■ Text block
Britney Spears was taken to a Los Angeles hospital “for evaluation” last evening. According to the LAPD, police were called to her home at about 8:00 p.m. “about a custodial dispute regarding her children.” After three hours of high drama, it was determined that the children were supposed to be with her ex, Kevin Federline, and Kevin took them away. Officers noticed that Britney “was under the influence of an unknown substance” and she was taken to a hospital.

It’s no coincidence that Britney finally showed up for a deposition at the law offices of Kevin’s attorney earlier that same day. Arriving an hour and a half late, she only stayed 14 minutes. That’s undoubtedly the shortest deposition on record! Asked by a photographer if Kevin’s attorney was nice, she replied with an emphatic “No!”

It’s also no coincidence that Britney’s lawyers had asked to be allowed to withdraw from representing her the day previously.

What does this all mean?

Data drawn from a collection

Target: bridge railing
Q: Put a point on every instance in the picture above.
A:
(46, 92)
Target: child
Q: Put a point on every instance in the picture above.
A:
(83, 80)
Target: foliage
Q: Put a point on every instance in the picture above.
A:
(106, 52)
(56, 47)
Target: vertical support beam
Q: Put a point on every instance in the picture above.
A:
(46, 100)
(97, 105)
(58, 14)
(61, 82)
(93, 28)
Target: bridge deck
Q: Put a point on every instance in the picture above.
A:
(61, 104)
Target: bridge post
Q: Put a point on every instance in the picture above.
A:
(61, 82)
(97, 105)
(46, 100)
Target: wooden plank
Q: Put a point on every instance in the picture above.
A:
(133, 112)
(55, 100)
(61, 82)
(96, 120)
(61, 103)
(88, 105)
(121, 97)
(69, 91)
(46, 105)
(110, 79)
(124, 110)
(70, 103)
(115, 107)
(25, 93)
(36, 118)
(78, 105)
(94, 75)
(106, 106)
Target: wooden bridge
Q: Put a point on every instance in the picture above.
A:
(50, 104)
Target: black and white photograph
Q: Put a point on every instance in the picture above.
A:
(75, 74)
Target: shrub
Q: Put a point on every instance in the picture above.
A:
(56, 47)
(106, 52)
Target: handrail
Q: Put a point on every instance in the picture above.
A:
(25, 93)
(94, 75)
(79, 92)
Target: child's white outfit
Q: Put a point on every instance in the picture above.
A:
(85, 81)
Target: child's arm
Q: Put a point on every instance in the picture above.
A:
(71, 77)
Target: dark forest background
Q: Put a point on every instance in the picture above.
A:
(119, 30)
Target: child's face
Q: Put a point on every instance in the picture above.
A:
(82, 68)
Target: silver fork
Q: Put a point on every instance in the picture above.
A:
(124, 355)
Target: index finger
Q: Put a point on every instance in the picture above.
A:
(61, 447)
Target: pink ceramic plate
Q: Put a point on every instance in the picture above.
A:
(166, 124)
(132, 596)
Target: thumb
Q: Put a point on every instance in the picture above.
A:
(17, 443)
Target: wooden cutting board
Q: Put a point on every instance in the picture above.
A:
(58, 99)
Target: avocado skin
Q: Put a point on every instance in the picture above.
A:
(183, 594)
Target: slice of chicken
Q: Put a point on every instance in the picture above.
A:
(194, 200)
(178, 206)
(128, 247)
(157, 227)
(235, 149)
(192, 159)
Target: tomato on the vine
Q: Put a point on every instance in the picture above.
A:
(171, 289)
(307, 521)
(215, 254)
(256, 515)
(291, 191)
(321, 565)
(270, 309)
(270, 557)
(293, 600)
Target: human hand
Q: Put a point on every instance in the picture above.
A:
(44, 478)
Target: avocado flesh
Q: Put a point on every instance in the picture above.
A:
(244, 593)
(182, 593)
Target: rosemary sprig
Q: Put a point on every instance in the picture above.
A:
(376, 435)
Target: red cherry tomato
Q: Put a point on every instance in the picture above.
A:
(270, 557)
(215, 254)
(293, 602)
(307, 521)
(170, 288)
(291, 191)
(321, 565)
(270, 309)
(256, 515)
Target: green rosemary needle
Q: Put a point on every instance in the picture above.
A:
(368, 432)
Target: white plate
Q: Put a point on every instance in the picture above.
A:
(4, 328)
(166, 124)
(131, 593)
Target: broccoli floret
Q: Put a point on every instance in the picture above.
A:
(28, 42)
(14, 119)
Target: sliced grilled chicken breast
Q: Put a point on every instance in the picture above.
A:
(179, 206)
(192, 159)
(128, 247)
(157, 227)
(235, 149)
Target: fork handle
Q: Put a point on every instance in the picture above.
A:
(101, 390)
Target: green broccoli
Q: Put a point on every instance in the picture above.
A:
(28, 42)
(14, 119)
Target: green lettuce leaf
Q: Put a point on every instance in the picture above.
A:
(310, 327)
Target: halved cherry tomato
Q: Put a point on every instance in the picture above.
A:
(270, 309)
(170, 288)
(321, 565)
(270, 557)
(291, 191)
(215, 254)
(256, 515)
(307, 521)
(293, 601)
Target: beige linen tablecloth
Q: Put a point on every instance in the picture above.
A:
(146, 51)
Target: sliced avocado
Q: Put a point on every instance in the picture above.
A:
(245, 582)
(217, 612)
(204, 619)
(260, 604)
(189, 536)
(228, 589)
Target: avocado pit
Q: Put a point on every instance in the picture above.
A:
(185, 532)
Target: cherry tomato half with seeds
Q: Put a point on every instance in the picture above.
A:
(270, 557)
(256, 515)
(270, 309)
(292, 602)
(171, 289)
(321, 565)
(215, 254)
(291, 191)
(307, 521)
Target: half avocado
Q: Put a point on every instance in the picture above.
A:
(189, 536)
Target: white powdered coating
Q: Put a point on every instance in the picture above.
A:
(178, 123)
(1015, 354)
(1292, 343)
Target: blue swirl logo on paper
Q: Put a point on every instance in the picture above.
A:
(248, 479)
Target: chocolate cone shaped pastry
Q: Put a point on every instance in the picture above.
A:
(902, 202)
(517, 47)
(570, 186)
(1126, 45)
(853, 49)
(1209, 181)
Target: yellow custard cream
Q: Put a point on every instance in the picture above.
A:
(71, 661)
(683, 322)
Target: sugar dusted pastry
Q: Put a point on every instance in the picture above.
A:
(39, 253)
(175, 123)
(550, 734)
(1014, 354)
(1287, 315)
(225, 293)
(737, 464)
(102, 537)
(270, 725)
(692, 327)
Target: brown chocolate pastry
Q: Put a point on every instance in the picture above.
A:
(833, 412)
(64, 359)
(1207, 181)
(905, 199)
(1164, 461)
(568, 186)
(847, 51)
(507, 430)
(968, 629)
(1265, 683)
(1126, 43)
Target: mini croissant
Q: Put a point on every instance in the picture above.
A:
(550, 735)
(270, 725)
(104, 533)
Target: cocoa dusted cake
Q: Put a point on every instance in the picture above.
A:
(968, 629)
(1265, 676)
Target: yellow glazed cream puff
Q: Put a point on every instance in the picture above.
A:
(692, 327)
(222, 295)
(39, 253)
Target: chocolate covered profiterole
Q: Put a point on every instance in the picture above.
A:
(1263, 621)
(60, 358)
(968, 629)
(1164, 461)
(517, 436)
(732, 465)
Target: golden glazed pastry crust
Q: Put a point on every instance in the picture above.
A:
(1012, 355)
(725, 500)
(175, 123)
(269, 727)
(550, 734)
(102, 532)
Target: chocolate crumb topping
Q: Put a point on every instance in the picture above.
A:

■ Task objective
Reproduce the passage of the Britney Spears news item from "Britney Spears was" up to and including "to a hospital.". None of the data above is used here.

■ Task result
Britney Spears was taken to a Los Angeles hospital “for evaluation” last evening. According to the LAPD, police were called to her home at about 8:00 p.m. “about a custodial dispute regarding her children.” After three hours of high drama, it was determined that the children were supposed to be with her ex, Kevin Federline, and Kevin took them away. Officers noticed that Britney “was under the influence of an unknown substance” and she was taken to a hospital.